> **EXTRACTED INFORMATION**:
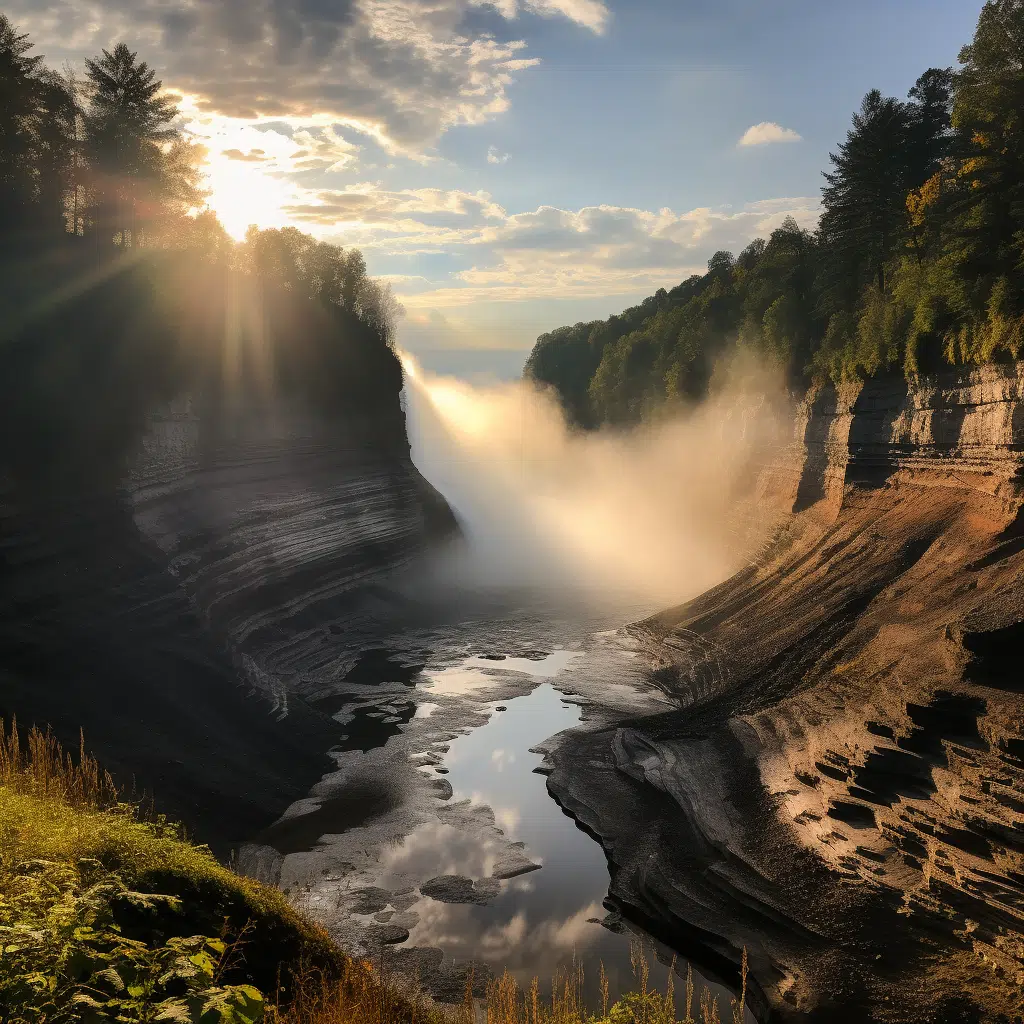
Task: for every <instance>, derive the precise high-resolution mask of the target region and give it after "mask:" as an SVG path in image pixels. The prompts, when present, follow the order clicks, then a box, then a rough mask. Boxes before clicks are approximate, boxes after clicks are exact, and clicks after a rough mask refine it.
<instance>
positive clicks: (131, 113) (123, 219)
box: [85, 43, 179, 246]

* * *

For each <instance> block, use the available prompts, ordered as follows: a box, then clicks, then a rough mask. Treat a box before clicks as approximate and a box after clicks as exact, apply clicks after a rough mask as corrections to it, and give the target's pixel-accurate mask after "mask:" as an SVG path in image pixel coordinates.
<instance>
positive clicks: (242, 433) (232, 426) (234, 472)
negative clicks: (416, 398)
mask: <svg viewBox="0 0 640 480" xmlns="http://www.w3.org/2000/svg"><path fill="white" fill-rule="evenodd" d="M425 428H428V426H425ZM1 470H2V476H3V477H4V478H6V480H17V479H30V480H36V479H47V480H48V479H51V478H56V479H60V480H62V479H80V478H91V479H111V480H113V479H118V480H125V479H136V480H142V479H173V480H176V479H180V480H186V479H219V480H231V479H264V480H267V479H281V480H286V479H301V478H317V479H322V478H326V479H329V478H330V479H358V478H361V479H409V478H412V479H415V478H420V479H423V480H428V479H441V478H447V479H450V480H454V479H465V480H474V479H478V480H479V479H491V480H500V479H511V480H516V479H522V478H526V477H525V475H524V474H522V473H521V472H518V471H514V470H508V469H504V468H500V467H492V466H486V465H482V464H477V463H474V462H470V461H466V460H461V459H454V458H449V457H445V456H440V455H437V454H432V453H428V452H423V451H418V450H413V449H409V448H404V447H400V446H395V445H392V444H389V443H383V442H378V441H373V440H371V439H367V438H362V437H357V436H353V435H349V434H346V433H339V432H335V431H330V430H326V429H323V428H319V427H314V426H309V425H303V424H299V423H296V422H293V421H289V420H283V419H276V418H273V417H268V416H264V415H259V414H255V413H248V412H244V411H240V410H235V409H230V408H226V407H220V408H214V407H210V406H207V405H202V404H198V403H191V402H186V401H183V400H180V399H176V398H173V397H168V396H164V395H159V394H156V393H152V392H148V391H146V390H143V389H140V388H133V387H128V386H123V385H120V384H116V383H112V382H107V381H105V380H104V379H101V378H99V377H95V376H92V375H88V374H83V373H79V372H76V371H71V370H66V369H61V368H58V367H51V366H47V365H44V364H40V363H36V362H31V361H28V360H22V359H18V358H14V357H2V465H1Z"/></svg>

> **WORK REQUEST**: Search the entries above for the string "positive". Copy each line in which it appears.

> **WRITTEN ANSWER**:
positive clicks: (131, 113) (123, 219)
positive clicks: (242, 433) (232, 426) (234, 472)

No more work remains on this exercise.